Rewrite the entries below as a numbered list, leaving out any blank lines.

[Begin]

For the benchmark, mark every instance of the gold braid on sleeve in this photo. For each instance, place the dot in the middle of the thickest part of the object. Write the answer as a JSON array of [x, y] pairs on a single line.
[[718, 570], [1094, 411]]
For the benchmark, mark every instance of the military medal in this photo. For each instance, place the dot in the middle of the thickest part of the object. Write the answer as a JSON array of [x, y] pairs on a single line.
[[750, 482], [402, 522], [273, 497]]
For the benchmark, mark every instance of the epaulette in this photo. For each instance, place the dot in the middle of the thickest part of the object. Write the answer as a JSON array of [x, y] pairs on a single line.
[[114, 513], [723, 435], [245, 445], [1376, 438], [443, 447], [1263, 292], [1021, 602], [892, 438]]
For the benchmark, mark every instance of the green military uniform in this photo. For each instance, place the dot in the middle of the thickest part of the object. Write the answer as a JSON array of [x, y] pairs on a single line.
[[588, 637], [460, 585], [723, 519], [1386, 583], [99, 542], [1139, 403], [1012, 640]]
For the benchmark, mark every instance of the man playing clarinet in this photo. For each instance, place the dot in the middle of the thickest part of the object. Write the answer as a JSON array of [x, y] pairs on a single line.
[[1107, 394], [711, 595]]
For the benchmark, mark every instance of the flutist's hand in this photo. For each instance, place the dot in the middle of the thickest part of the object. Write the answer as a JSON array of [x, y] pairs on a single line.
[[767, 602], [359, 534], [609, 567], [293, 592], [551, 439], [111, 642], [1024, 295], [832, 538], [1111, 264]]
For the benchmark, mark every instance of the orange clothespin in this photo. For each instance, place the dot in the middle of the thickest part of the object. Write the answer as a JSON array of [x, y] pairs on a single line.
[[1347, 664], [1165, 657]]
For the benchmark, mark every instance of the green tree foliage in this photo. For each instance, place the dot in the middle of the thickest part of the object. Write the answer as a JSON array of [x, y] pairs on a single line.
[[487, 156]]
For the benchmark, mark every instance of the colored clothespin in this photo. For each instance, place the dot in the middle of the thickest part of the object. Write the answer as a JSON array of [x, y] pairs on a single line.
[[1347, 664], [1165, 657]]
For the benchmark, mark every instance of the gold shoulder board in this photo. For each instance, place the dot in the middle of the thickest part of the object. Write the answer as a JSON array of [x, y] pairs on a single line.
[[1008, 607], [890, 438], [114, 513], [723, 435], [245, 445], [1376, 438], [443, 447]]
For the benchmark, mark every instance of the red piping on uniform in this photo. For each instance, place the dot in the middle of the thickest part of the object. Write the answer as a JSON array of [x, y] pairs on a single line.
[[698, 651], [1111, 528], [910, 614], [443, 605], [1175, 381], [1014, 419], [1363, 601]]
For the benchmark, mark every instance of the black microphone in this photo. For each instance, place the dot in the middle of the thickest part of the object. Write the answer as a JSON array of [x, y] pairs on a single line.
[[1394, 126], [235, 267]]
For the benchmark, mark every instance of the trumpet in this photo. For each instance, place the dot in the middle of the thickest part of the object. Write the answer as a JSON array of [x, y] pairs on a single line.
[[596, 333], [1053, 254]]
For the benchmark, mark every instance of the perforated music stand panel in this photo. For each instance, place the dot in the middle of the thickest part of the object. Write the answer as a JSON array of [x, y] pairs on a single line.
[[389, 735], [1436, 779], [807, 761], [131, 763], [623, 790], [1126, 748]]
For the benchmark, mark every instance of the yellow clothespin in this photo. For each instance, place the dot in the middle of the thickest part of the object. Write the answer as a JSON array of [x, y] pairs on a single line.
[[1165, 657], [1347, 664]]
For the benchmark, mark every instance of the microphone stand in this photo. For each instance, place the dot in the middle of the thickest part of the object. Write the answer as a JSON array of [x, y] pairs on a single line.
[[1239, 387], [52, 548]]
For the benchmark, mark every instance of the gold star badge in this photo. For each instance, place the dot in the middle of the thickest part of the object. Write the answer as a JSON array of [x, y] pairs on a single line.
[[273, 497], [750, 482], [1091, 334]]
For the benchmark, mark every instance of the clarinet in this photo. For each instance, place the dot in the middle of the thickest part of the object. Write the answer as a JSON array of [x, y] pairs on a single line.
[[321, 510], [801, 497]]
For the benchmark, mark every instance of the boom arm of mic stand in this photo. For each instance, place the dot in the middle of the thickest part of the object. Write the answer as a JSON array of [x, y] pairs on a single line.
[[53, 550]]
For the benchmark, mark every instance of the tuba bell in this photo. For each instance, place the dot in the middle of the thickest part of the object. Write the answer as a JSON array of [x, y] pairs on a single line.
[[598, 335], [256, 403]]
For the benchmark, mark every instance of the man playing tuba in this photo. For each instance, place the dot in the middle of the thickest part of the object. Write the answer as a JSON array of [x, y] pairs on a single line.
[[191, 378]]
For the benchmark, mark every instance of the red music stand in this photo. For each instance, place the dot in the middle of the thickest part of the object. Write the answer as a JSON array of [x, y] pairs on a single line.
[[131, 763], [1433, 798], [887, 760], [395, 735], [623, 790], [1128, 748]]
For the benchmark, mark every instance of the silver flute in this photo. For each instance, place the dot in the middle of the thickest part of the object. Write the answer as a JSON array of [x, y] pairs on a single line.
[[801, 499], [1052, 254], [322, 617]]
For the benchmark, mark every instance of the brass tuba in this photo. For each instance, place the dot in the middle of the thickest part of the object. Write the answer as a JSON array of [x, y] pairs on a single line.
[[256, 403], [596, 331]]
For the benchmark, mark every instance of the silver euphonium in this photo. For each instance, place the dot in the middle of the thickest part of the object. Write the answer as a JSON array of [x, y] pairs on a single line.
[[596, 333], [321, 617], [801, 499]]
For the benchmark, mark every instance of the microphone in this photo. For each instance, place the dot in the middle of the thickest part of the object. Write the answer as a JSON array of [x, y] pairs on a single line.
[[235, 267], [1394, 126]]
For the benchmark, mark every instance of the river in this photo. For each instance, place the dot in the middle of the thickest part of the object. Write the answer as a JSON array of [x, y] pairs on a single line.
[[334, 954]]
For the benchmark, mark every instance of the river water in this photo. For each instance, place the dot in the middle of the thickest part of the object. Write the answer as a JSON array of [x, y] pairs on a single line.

[End]

— Solved problem —
1. For the benchmark, mark every instance of the gold braid on sleeve in this photo. For each instance, place the dot in the middle of the thickest part of the object. Write the answer as a JSON array of [x, y] pairs on a single line.
2. [[718, 570], [1094, 411]]
3. For the benchmark, mark every instance of the military medal in this photo. For each instance, place the dot in the middle of the thickest part of the object. Write the answer as a JSON array of [x, y] pairs on a single line.
4. [[750, 482], [402, 522], [273, 497]]
5. For the benchmark, mark every instance of the epaulette in this photo. For each instance, place the dot in the middle of the thickest part of the object. Write the answer as a JSON array of [x, y] pairs on a single line.
6. [[114, 513], [723, 435], [245, 445], [1376, 438], [443, 447], [1263, 292], [1021, 602], [892, 438]]
7. For the benchmark, mark every instance of the green military uniform in this photo. For each instance, place the dot in the middle of the thickest part of the object. Write the answer as a JSON array of [x, y] pairs on a single line.
8. [[588, 637], [460, 585], [723, 519], [1386, 583], [99, 542], [1139, 403], [1012, 640]]
9. For the benchmark, mark every instance of the man playing clarinet in this photo. For each instance, place the dot in the middle of the thickest part of the object. Write the answer as a JSON array of [x, y] pairs on a single line.
10. [[1107, 394], [711, 595]]
11. For the benchmark, mark every instance of the flutist's hand in this photo. For each instance, place the dot in the middle of the thickest part of the object. Write the answer as a JSON array of [x, y] pairs on a single line.
12. [[767, 602], [359, 534], [609, 567], [293, 592], [551, 439], [111, 642], [1024, 295], [832, 538], [1111, 264]]
13. For the benchmark, mark every instance of the orange clothespin in this photo. For each instance, place the dot in the middle of the thickest part of the object. Write the answer as a JSON array of [x, y] pairs on a single line.
14. [[1347, 664], [1165, 657]]
15. For the benchmark, mark every instance of the green tree foliage in this photo. For each instance, place the dot in the middle of the thickest part of the object. Write the answer as a JSON array of [x, y] pairs on a single line.
16. [[487, 156]]
17. For the benchmark, mark every instance of the colored clothespin in this photo. For each instance, place the dot in the middle of the thickest part of the object. Write the answer as a JSON array of [x, y] pairs on a single line.
18. [[1347, 664], [1165, 657]]
19. For the benchmark, mark every instance of the gold shoulder board in this photo. For each instance, place the dot in the middle of the thickest part of the object. Write the answer as a JSON array of [x, y] pairs on a single line.
20. [[1008, 607], [890, 438], [114, 513], [723, 435], [245, 445], [1376, 438], [443, 447]]
21. For the benchmark, mark every instance of the red piping on uniform in this photo. For each instance, place the dot in the middle of the thickest part of the object. Write the answer as a JSON array of [x, y] pairs on a single line.
22. [[698, 651], [1111, 528], [910, 614], [443, 605], [1175, 381], [1014, 419], [1363, 601]]
23. For the benchmark, mark every instance of the black microphone in this photo. For each instance, place the dot in the middle of the thickest part of the object. Write the answer as a JSON array of [x, y] pairs on a single line.
24. [[1394, 126], [235, 267]]
25. For the benchmark, mark every instance of the trumpet in this photo. For each instance, place the dot in the middle of the thickest part of the object. Write the answer as a JSON array of [x, y] pairs on a single line.
26. [[596, 333], [1053, 254]]
27. For the benchmark, mark every instance of the perforated music stand panel in this photo. For each instance, place the dot in the middle of the thickest part of the object. Write the answer as a JSON array of [x, y] pairs on a single line.
28. [[389, 735], [1436, 779], [807, 761], [131, 763], [623, 790], [1126, 748]]
29. For the benchmark, mark every instance of the yellow clothespin in this photo. For each instance, place the dot in the middle of the thickest part of the object. Write the answer as a JSON array of [x, y] pairs on a single line.
30. [[1165, 657], [1347, 664]]
31. For the benchmark, mark every instance of the microphone stand in this photo. For each instance, place the dot in the middle of the thickest part of the object. Write the answer as a JSON array of [x, y] pairs on a single line.
32. [[1239, 387], [52, 548]]
33. For the benchmark, mark every instance of the gold star badge in this photo. For each instance, place the dot in the middle of the thickest part of the object. Write the answer as a JSON array of [x, y] pairs on a single line.
34. [[273, 497], [750, 482], [1091, 334]]
35. For the benchmark, mark every instance of the clarinet in this photo. For each instance, place the dot in the middle of the thickest part of the object. Write the answer as a JSON array of [x, y] pairs on a single line.
36. [[321, 510], [801, 497]]
37. For the benchmark, mark every instance of the boom arm of mic stand in this photo. For each instance, place the dot in the middle of the thickest part of the object. Write the answer as a JSON array of [x, y] pairs on a single line.
38. [[53, 550]]
39. For the benchmark, mark every instance of the tuba bell in this photo. For each instance, place the dot in the middle of the thickest part of the object. Write the answer as a JSON array of [x, y] pairs on a single line.
40. [[598, 335], [256, 403]]
41. For the benchmark, mark every instance of the man playing tuba in this photo. For each instance, place the dot in the middle of the thickest part of the object. Write the answer as a JSON array of [x, y] pairs on a single line.
42. [[191, 378]]
43. For the benchmark, mark every instance of the red music stand in this photo. For each instance, place the dot in the middle of the thickest part of the object. Write the answer as a JSON array of [x, y] pairs on a single line.
44. [[131, 763], [1433, 798], [887, 760], [395, 735], [623, 790], [1128, 748]]
45. For the benchmark, mark every instance of the silver flute in this photo. For each instance, place the dot in the middle of the thickest part of the object. Write the answer as a JSON array of [x, y] pairs on a single line.
46. [[801, 499], [1052, 254], [322, 617]]
47. For the benchmark, mark every instance of the brass tuba in this photo. For each instance, place the dot in the middle of the thickest part of the object. Write the answer as a JSON array of [x, y] pairs on a single line.
48. [[256, 403], [596, 331]]
49. For the benchmark, mark every instance of the silver euphonium in this photo. For each instance, place the dot in the middle of the thickest part of the object. Write the answer as a JSON array of [x, y] pairs on a single line.
50. [[596, 333], [321, 617], [801, 499]]
51. For the benchmark, mark every instance of the microphone in this photo. For each instance, place the dot in the middle of the thickest part of the object. Write the answer as a JSON array of [x, y] pairs on a single line.
52. [[235, 267], [1394, 126]]
53. For the benchmark, mark every instance of the river in this photo. For each instance, place the dot in the middle of the thickest part of the object. Write the answer as a JSON array of [x, y] pairs on a single line.
54. [[334, 954]]
55. For the benchmark, mark every instance of the river water in this photo. For each instance, place the dot in the middle of the thickest part of the object. Write the answer as a JSON array of [x, y] pairs on a single line.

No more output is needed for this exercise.